Rows:
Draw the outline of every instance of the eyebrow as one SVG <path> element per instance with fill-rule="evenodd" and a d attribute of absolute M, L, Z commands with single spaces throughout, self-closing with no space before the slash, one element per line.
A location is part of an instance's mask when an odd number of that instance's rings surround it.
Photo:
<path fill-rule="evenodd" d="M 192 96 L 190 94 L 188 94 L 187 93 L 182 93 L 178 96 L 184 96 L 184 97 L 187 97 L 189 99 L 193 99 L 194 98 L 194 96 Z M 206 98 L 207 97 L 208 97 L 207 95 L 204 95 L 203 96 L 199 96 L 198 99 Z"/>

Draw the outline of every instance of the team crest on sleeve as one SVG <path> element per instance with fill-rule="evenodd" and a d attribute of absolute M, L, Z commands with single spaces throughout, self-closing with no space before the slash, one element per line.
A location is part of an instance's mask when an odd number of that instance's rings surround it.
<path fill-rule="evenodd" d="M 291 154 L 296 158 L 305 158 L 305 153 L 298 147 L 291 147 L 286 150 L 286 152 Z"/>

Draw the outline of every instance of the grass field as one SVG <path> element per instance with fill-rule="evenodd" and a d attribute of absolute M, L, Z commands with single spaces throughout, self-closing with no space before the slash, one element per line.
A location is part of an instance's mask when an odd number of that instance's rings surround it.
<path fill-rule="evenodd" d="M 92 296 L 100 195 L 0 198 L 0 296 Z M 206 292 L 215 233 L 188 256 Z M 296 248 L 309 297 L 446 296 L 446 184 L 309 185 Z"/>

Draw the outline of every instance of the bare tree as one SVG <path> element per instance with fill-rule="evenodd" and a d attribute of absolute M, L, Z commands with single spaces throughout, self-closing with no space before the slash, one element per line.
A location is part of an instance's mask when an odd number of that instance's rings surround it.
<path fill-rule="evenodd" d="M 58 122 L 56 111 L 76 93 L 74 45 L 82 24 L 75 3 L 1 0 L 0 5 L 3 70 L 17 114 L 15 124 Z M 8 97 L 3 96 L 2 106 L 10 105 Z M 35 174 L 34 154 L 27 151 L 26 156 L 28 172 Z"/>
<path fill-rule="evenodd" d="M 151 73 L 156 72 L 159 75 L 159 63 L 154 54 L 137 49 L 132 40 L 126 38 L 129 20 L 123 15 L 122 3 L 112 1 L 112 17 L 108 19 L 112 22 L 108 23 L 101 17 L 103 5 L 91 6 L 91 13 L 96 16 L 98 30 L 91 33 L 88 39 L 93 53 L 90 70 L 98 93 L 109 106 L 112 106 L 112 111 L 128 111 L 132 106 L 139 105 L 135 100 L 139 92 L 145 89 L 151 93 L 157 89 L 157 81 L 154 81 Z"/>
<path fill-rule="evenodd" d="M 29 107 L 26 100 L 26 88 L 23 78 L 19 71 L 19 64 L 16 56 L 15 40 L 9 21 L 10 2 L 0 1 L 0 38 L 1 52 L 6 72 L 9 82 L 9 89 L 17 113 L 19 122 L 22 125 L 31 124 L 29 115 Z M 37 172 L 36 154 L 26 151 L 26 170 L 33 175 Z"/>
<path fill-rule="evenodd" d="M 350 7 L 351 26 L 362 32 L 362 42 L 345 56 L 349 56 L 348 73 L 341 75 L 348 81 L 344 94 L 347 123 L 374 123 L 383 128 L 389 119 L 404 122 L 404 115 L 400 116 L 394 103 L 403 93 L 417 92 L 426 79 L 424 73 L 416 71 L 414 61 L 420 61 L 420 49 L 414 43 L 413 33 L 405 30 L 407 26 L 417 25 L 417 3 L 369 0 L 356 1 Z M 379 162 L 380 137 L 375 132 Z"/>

Exercise description: Reproduce every row above verbatim, with no changes.

Solution:
Draw the outline of every instance of the eyebrow as one SVG <path> element per instance with fill-rule="evenodd" and a d attribute of absolute M, L, Z commands with single spaces throughout, self-closing with no space before the slash, one element per line.
A location is part of an instance's mask when an odd number of that instance's rings surround it.
Photo:
<path fill-rule="evenodd" d="M 192 96 L 190 94 L 188 94 L 187 93 L 182 93 L 178 96 L 184 96 L 184 97 L 187 97 L 189 99 L 193 99 L 194 98 L 194 96 Z M 206 98 L 207 97 L 208 97 L 207 95 L 204 95 L 203 96 L 199 96 L 198 99 Z"/>

Draw the outline of every instance of the team crest on sleeve as one SVG <path> element per instance with fill-rule="evenodd" and a d attribute of absolute M, L, Z commands with single spaces throughout, self-closing with no space before the slash, one element per line.
A location is part of an instance's mask when an odd number of that instance's rings surround it.
<path fill-rule="evenodd" d="M 291 154 L 296 158 L 305 158 L 305 153 L 298 147 L 291 147 L 286 150 L 286 152 Z"/>

Draw the outline of every instance of the grass field as one SVG <path> element per instance with fill-rule="evenodd" and a d attribute of absolute M, L, Z commands with single spaces throughout, self-closing with no space before the slash, one element per line.
A location is part of an instance's mask when an odd number of that instance's rings surround it.
<path fill-rule="evenodd" d="M 92 296 L 100 195 L 0 198 L 0 296 Z M 206 292 L 215 233 L 188 256 Z M 296 248 L 309 297 L 446 296 L 446 184 L 309 185 Z"/>

Draw the outline of every instance of the bare tree as one SVG <path> element per instance with fill-rule="evenodd" and a d attribute of absolute M, L, Z commands with single spaces throughout, self-closing with no space before the slash, one element per line.
A location is part of an instance's mask when an odd number of that instance's rings surround it.
<path fill-rule="evenodd" d="M 58 122 L 56 111 L 76 93 L 74 45 L 82 24 L 75 3 L 1 0 L 0 5 L 3 70 L 17 114 L 15 124 Z M 8 97 L 3 96 L 2 106 L 10 105 Z M 35 174 L 34 154 L 27 151 L 26 156 L 28 172 Z"/>
<path fill-rule="evenodd" d="M 151 73 L 156 72 L 159 75 L 159 63 L 154 54 L 137 49 L 132 40 L 126 38 L 129 20 L 123 15 L 122 3 L 112 1 L 112 17 L 108 19 L 112 22 L 108 23 L 101 17 L 103 5 L 91 6 L 91 13 L 96 16 L 98 30 L 91 33 L 88 39 L 93 53 L 90 70 L 98 93 L 109 106 L 112 106 L 112 111 L 128 111 L 132 106 L 139 105 L 135 100 L 139 92 L 145 89 L 151 93 L 157 89 L 157 81 L 154 81 Z"/>
<path fill-rule="evenodd" d="M 29 107 L 26 100 L 26 88 L 23 78 L 19 71 L 19 64 L 16 56 L 15 40 L 9 21 L 10 2 L 0 1 L 0 38 L 1 52 L 6 72 L 9 82 L 9 89 L 17 113 L 19 122 L 22 125 L 31 124 L 29 115 Z M 37 172 L 36 154 L 26 151 L 26 170 L 33 175 Z"/>
<path fill-rule="evenodd" d="M 350 7 L 351 26 L 362 32 L 362 42 L 345 56 L 349 56 L 348 73 L 341 75 L 348 81 L 344 94 L 347 123 L 374 123 L 383 128 L 389 119 L 404 122 L 404 115 L 400 116 L 394 103 L 403 93 L 417 92 L 426 79 L 424 73 L 416 71 L 414 61 L 420 61 L 420 49 L 414 43 L 413 33 L 405 30 L 407 26 L 417 25 L 417 3 L 369 0 L 356 1 Z M 379 162 L 380 137 L 375 132 Z"/>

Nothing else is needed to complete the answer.